• **Brief**
Copy word for word every line of the entries, starting at the line that contains "TASK: localize blazer lapel" and ending at the final line of the entries.

• **Data for this exercise**

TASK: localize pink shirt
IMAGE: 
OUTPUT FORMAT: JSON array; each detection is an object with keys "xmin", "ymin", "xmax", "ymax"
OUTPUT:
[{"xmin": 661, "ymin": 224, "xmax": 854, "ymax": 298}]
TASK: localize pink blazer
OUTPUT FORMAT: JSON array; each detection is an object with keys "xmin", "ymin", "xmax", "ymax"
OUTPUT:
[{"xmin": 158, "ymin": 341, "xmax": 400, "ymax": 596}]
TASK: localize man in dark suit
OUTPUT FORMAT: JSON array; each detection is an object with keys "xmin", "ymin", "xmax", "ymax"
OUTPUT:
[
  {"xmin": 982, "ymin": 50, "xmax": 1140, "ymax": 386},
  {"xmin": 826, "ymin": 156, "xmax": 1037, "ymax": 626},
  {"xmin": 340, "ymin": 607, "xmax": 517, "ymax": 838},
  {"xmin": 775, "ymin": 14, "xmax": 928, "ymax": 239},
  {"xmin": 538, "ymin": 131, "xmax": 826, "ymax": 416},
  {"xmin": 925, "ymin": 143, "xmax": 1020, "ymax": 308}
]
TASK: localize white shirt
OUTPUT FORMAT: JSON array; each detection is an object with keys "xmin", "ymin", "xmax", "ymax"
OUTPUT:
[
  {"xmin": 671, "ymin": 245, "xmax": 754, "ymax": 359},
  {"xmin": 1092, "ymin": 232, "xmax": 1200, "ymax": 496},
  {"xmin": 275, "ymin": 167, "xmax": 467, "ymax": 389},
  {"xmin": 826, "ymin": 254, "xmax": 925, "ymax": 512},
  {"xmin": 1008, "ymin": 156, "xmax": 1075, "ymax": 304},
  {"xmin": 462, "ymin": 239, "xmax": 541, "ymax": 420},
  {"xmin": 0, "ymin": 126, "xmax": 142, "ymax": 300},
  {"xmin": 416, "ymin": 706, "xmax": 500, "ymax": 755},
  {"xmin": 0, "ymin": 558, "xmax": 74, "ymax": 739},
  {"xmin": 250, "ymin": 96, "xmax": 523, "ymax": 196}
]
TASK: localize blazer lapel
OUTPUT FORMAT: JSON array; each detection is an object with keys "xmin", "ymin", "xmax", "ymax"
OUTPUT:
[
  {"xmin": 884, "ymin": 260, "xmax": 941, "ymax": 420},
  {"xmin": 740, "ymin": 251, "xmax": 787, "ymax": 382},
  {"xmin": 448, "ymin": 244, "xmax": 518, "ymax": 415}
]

• **Exercise response**
TASK: localize blazer lapel
OUTPUT FORMAT: JSON array; each detection is an object with keys "xmin", "ymin", "xmax", "ymax"
OUTPUT:
[
  {"xmin": 884, "ymin": 260, "xmax": 941, "ymax": 420},
  {"xmin": 740, "ymin": 251, "xmax": 787, "ymax": 382},
  {"xmin": 448, "ymin": 244, "xmax": 518, "ymax": 415}
]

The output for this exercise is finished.